Collect every line in the items below that contains the word "wooden", matching case exactly.

Material supplied.
------
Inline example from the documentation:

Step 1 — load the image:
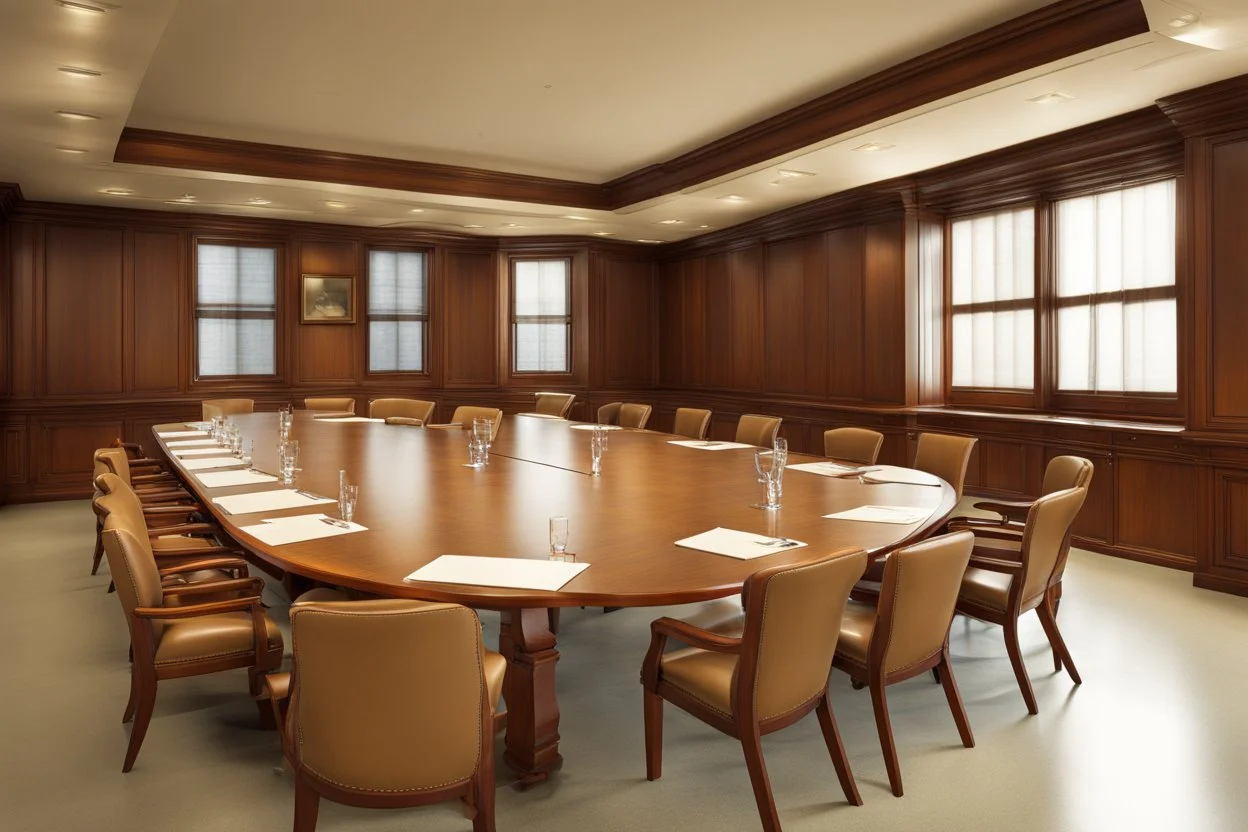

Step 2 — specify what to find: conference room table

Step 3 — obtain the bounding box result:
------
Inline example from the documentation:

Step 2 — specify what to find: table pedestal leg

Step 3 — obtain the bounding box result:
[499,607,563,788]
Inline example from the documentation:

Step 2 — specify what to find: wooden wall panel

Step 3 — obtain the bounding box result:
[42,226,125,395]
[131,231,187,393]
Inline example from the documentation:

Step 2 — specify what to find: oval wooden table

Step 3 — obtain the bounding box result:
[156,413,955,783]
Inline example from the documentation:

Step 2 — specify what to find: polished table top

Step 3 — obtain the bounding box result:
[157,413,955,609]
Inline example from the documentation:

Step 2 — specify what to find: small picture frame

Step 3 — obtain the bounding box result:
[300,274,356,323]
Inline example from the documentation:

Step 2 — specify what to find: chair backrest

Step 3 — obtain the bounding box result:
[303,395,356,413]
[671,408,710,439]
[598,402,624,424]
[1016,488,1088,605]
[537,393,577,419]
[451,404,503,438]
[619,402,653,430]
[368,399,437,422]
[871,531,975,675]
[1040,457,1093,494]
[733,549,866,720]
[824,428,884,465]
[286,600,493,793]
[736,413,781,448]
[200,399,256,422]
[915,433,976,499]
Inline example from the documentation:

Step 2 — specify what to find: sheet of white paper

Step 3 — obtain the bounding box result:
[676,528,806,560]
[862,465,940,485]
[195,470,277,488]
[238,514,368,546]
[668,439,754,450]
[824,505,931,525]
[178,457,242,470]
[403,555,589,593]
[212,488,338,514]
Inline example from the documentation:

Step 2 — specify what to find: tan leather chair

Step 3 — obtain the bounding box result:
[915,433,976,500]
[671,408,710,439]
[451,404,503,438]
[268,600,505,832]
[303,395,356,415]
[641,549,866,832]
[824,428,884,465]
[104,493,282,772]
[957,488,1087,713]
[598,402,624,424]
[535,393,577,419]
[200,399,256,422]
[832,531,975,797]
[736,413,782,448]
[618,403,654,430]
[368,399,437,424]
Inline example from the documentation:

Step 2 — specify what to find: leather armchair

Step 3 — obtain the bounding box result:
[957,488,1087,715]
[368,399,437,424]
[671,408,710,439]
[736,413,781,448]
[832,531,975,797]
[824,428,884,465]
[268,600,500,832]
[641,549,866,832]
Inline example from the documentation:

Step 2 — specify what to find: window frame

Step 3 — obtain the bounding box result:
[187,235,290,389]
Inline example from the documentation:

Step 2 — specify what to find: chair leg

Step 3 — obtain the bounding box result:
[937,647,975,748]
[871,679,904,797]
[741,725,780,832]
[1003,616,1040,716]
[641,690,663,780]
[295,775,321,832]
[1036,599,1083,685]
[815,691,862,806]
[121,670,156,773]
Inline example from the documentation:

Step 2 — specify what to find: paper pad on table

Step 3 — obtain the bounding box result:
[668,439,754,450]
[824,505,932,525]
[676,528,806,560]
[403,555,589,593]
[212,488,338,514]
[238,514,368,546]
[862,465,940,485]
------
Answer in full.
Step 2 — specify what to find: wooden wall panel
Step 2 — specify what to find: oval wooden table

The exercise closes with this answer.